Data provided —
----

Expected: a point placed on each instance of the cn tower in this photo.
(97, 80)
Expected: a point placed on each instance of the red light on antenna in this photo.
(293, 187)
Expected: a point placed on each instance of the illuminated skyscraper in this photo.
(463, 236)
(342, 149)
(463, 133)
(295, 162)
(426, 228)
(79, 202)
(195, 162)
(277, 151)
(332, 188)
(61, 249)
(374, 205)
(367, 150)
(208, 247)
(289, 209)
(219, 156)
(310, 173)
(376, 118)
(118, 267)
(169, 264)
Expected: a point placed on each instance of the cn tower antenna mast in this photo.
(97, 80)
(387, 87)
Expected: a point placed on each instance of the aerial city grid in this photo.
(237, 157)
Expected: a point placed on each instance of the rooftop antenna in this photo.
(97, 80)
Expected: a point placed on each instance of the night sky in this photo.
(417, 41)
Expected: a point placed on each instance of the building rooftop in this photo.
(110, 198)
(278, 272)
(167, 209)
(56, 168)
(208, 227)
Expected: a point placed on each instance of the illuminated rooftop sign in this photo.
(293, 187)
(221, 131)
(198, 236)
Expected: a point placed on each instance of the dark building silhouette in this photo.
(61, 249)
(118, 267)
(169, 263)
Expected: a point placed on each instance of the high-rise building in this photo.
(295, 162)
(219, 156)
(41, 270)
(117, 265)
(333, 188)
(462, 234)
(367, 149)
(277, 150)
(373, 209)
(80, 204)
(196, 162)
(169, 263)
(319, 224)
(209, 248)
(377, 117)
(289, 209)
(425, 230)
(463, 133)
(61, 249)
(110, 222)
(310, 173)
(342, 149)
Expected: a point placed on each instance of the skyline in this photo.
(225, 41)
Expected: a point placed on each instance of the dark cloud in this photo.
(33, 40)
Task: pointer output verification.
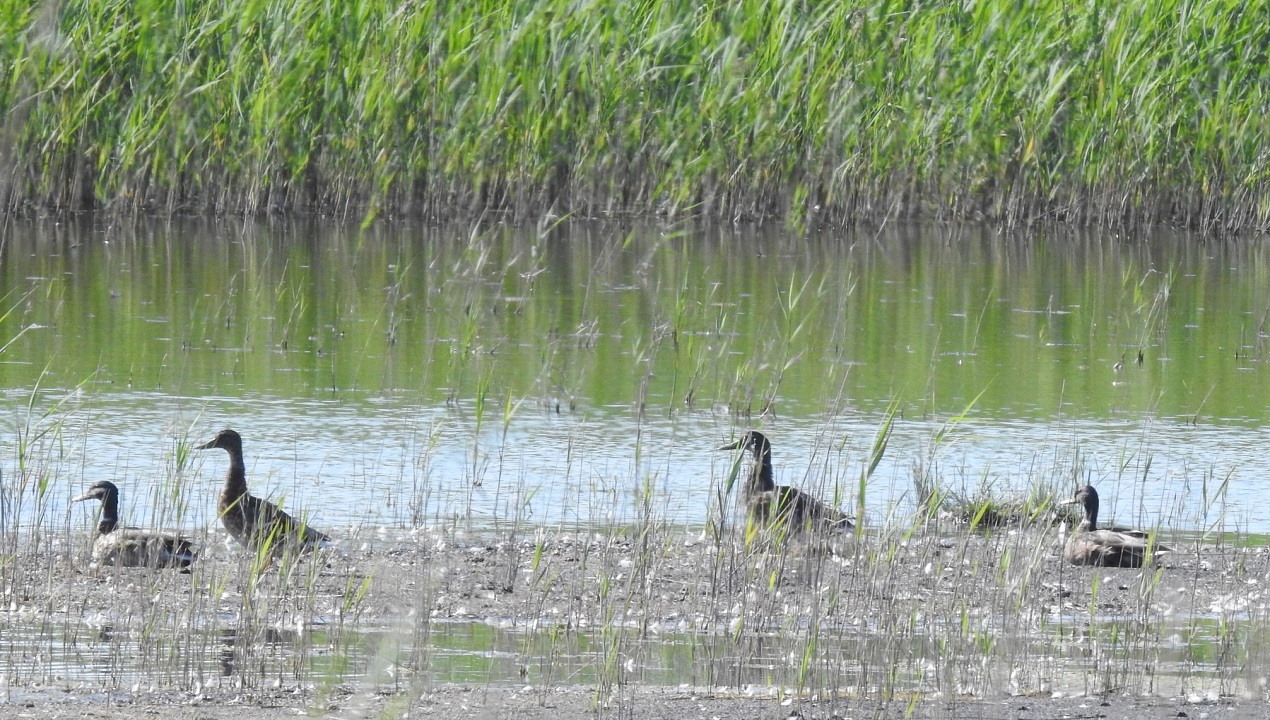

----

Rescale the data above by reproducing every line in full and changing only the point coordinates: multiply each value by 2.4 and round to a whole number, with halves rounded up. Leave the picture out of your output.

Problem solution —
Expected: a point placed on each instance of the cn tower in this photo.
(233, 192)
Expected: a point placed on each instance of the red light on antenna in this photo.
(703, 449)
Expected: a point placed on each instance of the illuminated skyscraper in this photo.
(1111, 566)
(821, 358)
(1111, 319)
(708, 389)
(1022, 547)
(190, 485)
(468, 389)
(665, 362)
(797, 451)
(146, 598)
(898, 492)
(881, 360)
(499, 593)
(694, 502)
(526, 374)
(744, 415)
(902, 283)
(283, 641)
(406, 634)
Expected: a point placed on each instance of the cn tower antenna mast in this photo.
(233, 192)
(929, 209)
Expected: a point placed on each instance of the aerial city grid in this photo.
(569, 377)
Expected: a point placed on each instance of the rooftop antenna in this photo.
(233, 192)
Expected: a point placed on each instance of the night sky in this photo.
(1001, 98)
Expected: a point placed on each instance of the building rooftop in this photo.
(264, 475)
(667, 653)
(401, 502)
(134, 403)
(499, 545)
Expected: a point placed on each instance of the illuminated rooftop sign in this photo.
(703, 449)
(530, 314)
(475, 566)
Expected: a point placed on each instance of the dark building silhouette in this photo.
(146, 598)
(283, 641)
(406, 631)
Expected: a point placed on each instance of the high-rise building in this photo.
(708, 389)
(526, 374)
(98, 648)
(281, 636)
(799, 451)
(1109, 562)
(881, 358)
(665, 360)
(895, 502)
(192, 490)
(470, 389)
(406, 631)
(766, 538)
(502, 595)
(905, 281)
(694, 502)
(1020, 552)
(1111, 319)
(146, 598)
(264, 533)
(744, 415)
(821, 358)
Expected: a point placed on each instance of the skyline in this photo.
(540, 98)
Expected: a point placed on each instance of the dark cloud in this photo.
(79, 96)
Task: pointer output verification.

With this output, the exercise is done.